((

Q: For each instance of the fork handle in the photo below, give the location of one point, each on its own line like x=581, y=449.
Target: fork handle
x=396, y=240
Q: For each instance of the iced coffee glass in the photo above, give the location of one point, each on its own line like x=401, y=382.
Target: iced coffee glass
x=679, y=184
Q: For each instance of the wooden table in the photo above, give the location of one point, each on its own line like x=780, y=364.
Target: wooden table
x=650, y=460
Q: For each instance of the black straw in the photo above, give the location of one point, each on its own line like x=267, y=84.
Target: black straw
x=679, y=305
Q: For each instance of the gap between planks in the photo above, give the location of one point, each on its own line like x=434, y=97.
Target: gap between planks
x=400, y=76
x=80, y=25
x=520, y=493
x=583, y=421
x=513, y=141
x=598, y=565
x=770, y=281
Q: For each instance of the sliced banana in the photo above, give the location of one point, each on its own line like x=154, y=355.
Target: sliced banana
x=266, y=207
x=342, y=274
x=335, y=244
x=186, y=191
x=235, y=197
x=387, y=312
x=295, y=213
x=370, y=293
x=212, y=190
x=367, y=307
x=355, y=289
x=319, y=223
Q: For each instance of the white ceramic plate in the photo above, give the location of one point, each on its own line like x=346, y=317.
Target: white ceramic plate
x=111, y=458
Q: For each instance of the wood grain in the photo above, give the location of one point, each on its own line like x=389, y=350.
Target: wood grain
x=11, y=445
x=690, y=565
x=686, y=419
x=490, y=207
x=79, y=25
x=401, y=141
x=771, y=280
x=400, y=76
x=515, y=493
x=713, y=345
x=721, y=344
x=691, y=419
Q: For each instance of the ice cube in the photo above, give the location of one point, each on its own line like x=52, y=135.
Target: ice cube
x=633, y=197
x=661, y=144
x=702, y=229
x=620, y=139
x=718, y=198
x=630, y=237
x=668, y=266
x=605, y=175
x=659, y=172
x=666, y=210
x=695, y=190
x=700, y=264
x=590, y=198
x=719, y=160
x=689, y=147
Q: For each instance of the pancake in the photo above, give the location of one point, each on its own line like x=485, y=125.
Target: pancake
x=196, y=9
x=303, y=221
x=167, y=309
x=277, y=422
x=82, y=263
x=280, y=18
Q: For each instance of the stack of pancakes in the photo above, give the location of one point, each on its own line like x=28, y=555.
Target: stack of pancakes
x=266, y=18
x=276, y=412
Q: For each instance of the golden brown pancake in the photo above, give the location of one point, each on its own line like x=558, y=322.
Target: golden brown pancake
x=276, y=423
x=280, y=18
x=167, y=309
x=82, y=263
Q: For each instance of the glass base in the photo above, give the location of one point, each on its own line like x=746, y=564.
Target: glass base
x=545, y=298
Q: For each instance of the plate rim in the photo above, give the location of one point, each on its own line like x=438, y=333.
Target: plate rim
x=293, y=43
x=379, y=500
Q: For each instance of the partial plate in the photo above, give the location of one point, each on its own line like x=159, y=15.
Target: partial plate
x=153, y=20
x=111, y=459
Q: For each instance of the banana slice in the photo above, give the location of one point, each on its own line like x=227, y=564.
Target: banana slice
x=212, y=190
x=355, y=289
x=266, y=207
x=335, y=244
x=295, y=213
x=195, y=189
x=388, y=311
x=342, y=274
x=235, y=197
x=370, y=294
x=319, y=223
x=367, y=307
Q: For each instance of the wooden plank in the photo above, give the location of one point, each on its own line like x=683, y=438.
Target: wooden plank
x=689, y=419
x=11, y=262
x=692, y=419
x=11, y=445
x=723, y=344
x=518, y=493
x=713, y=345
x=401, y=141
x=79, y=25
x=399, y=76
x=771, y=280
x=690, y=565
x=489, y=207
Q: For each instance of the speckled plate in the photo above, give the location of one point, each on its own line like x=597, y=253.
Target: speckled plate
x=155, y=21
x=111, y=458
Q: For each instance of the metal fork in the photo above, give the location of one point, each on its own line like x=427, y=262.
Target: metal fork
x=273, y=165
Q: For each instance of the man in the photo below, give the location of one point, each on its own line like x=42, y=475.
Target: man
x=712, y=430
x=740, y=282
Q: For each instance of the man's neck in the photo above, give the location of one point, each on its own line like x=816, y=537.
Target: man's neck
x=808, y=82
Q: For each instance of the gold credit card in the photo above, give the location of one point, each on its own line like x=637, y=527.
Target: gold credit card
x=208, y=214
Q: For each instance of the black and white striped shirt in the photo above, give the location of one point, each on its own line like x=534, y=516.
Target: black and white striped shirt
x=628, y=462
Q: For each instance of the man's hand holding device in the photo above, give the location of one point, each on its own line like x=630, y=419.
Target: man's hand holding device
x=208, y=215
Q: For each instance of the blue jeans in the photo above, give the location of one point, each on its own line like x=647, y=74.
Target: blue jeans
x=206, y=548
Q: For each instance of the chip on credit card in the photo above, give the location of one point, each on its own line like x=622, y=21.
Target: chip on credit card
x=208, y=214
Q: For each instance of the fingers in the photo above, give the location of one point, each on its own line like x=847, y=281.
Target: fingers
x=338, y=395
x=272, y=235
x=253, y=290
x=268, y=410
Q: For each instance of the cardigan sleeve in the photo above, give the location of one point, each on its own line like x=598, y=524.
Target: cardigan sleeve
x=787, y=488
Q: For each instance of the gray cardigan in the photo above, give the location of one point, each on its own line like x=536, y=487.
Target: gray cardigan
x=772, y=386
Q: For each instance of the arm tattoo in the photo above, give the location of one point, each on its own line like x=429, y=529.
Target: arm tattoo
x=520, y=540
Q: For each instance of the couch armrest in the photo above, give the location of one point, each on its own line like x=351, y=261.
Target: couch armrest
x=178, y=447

))

## REQUEST
Return every entry above, reproducing each line verbatim.

## WRITTEN RESPONSE
Q: For each instance of the fork handle in the photo below, give the location of one point, each on its own line like x=581, y=449.
Target: fork handle
x=396, y=240
Q: For each instance of the iced coffee glass in the photo above, give the location of one point, each on its own line like x=401, y=382.
Target: iced coffee glass
x=679, y=184
Q: For each instance of the wooden table in the photo above, give the location of one point, each on its own line like x=780, y=364.
Target: wooden table
x=650, y=460
Q: For each instance of the black straw in the photo above, give the location of one point, each on its own line like x=267, y=84.
Target: black straw
x=679, y=305
Q: For each instance of the gap between planks in the photo above, give the location of one point, each on its own line like x=434, y=97.
Target: gap between planks
x=400, y=76
x=80, y=25
x=520, y=493
x=583, y=421
x=513, y=141
x=598, y=565
x=770, y=281
Q: For each instance of the sliced banana in the photo above, give the location of one point, each on its own line like x=154, y=355.
Target: sliced banana
x=266, y=207
x=342, y=274
x=335, y=244
x=186, y=191
x=235, y=197
x=387, y=312
x=295, y=213
x=370, y=293
x=212, y=190
x=367, y=307
x=355, y=289
x=319, y=223
Q: For each instance of the white ceramic plate in the photo above, give the location of one point, each on its own line like x=346, y=317.
Target: white ceramic plate
x=111, y=458
Q: For each instance of the wood grain in the photo above, give the location of one point, each on its own line like x=389, y=350.
Target: wood grain
x=11, y=445
x=690, y=565
x=686, y=419
x=490, y=207
x=79, y=25
x=401, y=141
x=771, y=280
x=400, y=76
x=515, y=493
x=713, y=345
x=721, y=344
x=691, y=419
Q: For each instance of the ice cube in the photo above, give the location of one point, each on its own line like x=52, y=135.
Target: ice cube
x=633, y=197
x=661, y=144
x=702, y=229
x=620, y=139
x=718, y=198
x=630, y=237
x=668, y=266
x=605, y=175
x=659, y=172
x=666, y=210
x=695, y=190
x=700, y=264
x=590, y=198
x=719, y=160
x=689, y=147
Q: For each instance of the pancake in the photo above, give the location of one point, each on its own line like x=485, y=125.
Target: pancake
x=196, y=9
x=303, y=221
x=167, y=309
x=277, y=422
x=82, y=263
x=280, y=18
Q: For each instance of the stack of pancakes in the photo above, give the location of one point, each on its own line like x=28, y=555.
Target: stack of pancakes
x=266, y=18
x=276, y=412
Q: For each instance of the golden brown pancake in the photo above, give the location of one point, each on its own line like x=558, y=322.
Target: golden brown pancake
x=276, y=423
x=280, y=18
x=167, y=309
x=82, y=263
Q: For each instance of the glass base in the photo above, give the location of one point, each on its own line like x=746, y=564.
Target: glass base
x=545, y=298
Q: For each instance of the plate rim in the photo above, give the location of one point, each on its own line like x=438, y=333.
Target: plate rim
x=293, y=43
x=379, y=500
Q: For each instance of the partial plate in the photo above, give the location of one point, each on its own line like x=159, y=15.
Target: partial plate
x=153, y=20
x=111, y=459
Q: For each instance of the banana slice in the photo above, give the location of one point, each on its own line like x=227, y=564.
Target: banana slice
x=212, y=190
x=355, y=289
x=266, y=207
x=335, y=244
x=295, y=213
x=195, y=189
x=388, y=311
x=342, y=274
x=235, y=197
x=370, y=294
x=319, y=223
x=367, y=307
Q: For each instance of the wooden plank in the photo above, give the location of one point, each on its own line like x=683, y=438.
Target: wooden plank
x=689, y=419
x=11, y=262
x=692, y=419
x=11, y=445
x=723, y=344
x=518, y=493
x=713, y=345
x=401, y=141
x=79, y=25
x=399, y=76
x=771, y=280
x=690, y=565
x=489, y=207
Q: For each instance of the speckled plate in the photo above, give the location of one point, each on its own line like x=597, y=253.
Target: speckled plate
x=155, y=21
x=111, y=458
Q: For each instance of the metal fork in the photo above, give the location of one point, each on its own line like x=427, y=262.
Target: metal fork
x=273, y=165
Q: For each instance of the man in the photo below, give the location of one point, each on its own line like x=42, y=475.
Target: man
x=712, y=430
x=740, y=282
Q: For each instance of the man's neck in the photo above, give the location of one point, each on its own line like x=816, y=537.
Target: man's neck
x=808, y=82
Q: For each instance of the gold credit card in the photo above, give the location of one point, each on its own line like x=637, y=527.
Target: gold credit card
x=208, y=214
Q: For each instance of the black and white striped shirt in the photo above, give the location of one point, each on its own line like x=534, y=516.
Target: black and white striped shirt
x=628, y=462
Q: For each instance of the man's hand holding device in the photo above, give the location of one point, each on its own line like x=630, y=419.
Target: man's hand holding device
x=208, y=215
Q: For each instance of the blue jeans in the photo above, give the location of one point, each on its own line like x=647, y=74.
Target: blue jeans
x=206, y=548
Q: For each instance of the chip on credit card in the photo above, give the location of one point, each on its own line like x=622, y=21.
Target: chip on credit card
x=208, y=214
Q: For each instance of the fingers in the photo above, give the location of one point, each on its own line like x=847, y=281.
Target: fingers
x=338, y=395
x=272, y=235
x=253, y=290
x=268, y=410
Q: For each instance of the cardigan sleeve in the photo above, give the location of one point, each on its own line like x=598, y=524.
Target: cardigan sleeve
x=787, y=488
Q: For each instance of the gray cardigan in the photo above, give the location of one point, each on its own line like x=536, y=487.
Target: gray cardigan
x=772, y=386
Q: For each instance of the arm tattoo in the photo above, give the location of one point, each on its own line like x=429, y=529.
Target: arm tattoo
x=520, y=540
Q: For each instance of the couch armrest in the photo above, give the location of one point, each on its own line like x=351, y=261.
Target: couch armrest
x=178, y=447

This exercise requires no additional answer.